◆ Material provided
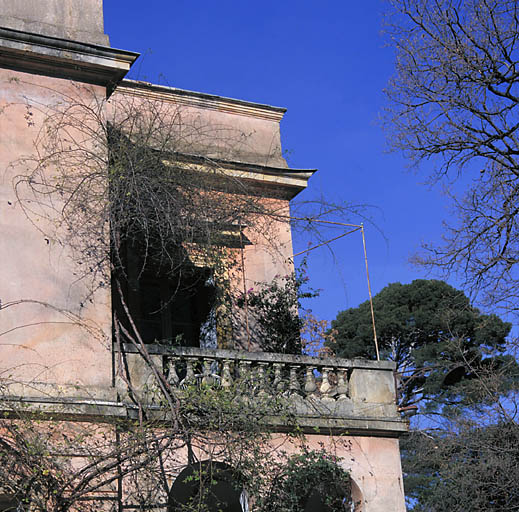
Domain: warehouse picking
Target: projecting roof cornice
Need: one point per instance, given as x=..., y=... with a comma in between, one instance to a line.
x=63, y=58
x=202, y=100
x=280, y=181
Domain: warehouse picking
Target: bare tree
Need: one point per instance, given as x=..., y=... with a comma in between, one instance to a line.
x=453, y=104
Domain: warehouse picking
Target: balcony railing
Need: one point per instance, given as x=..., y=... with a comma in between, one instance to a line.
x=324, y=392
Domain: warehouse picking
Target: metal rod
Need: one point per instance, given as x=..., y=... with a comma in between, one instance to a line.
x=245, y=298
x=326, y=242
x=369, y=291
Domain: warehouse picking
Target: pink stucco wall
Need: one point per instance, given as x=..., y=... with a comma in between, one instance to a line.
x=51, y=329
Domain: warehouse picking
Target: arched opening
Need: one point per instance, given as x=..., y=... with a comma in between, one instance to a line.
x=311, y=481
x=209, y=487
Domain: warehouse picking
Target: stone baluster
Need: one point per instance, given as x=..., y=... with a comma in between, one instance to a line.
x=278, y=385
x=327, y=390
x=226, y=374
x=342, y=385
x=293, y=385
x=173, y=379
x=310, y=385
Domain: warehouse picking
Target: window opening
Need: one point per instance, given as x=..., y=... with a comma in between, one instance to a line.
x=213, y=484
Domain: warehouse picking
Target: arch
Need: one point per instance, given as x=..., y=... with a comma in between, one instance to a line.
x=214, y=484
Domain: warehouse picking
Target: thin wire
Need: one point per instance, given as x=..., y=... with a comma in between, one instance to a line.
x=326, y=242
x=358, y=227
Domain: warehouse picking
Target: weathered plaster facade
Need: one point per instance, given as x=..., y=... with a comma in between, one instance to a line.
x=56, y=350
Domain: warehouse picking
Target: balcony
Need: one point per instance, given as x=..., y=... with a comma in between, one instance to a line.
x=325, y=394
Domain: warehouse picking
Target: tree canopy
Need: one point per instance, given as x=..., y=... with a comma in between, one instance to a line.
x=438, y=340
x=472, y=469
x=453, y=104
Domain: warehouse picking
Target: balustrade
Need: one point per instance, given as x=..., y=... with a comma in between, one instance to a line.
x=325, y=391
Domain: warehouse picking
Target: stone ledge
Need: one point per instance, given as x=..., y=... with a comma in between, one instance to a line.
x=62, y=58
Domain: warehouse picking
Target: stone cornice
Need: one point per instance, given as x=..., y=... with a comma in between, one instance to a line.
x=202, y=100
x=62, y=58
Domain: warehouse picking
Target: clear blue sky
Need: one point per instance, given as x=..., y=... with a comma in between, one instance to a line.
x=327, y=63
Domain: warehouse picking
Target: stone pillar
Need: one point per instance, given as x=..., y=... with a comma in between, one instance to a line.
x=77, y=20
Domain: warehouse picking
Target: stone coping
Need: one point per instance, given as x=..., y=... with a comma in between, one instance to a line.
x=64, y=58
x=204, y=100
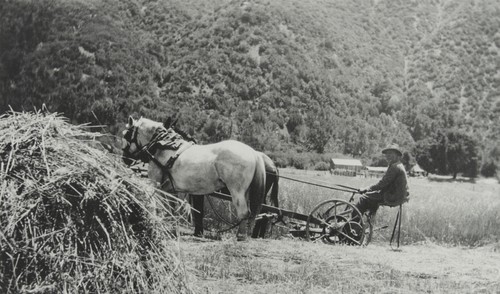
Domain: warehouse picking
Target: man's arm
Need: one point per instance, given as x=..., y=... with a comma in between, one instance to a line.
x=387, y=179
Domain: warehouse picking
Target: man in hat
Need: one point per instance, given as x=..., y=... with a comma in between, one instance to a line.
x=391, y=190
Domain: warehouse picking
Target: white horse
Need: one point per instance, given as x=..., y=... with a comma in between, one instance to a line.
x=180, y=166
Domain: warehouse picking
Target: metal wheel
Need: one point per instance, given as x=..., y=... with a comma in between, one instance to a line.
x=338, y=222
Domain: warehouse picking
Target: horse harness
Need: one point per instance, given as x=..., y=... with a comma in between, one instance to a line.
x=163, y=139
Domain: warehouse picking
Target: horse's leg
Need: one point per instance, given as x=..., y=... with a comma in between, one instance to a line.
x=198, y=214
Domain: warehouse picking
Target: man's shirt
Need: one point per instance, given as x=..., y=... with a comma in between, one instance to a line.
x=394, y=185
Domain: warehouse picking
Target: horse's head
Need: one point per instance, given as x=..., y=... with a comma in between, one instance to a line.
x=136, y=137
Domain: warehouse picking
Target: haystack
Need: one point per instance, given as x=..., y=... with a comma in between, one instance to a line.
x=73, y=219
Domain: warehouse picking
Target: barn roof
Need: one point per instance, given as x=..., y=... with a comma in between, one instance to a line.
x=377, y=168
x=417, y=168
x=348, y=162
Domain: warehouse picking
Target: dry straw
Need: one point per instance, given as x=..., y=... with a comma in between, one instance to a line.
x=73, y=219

◆ Problem statement
Rescale the records from the start through the line holding "x=324, y=392", both ends included, and give those lines again with their requests. Multiply every coordinate in the answers by 1.5 and round to whole numbers (halves up), keep the requests and their format samples unchanged, and leave out the pictures.

◆ Correct answer
Domain: warehouse picking
Target: projecting roof cornice
Need: one point per instance, given as x=..., y=... with a comma in between, one instance to a line.
x=95, y=87
x=303, y=150
x=420, y=272
Domain: warehouse picking
Target: bare tree
Need: one point per instance, given as x=..., y=... with a comma in between, one instance to a line.
x=680, y=156
Domain: warehouse picking
Target: balcony railing
Need: one point per instance, given as x=..., y=... with a comma in between, one instance to a line.
x=486, y=588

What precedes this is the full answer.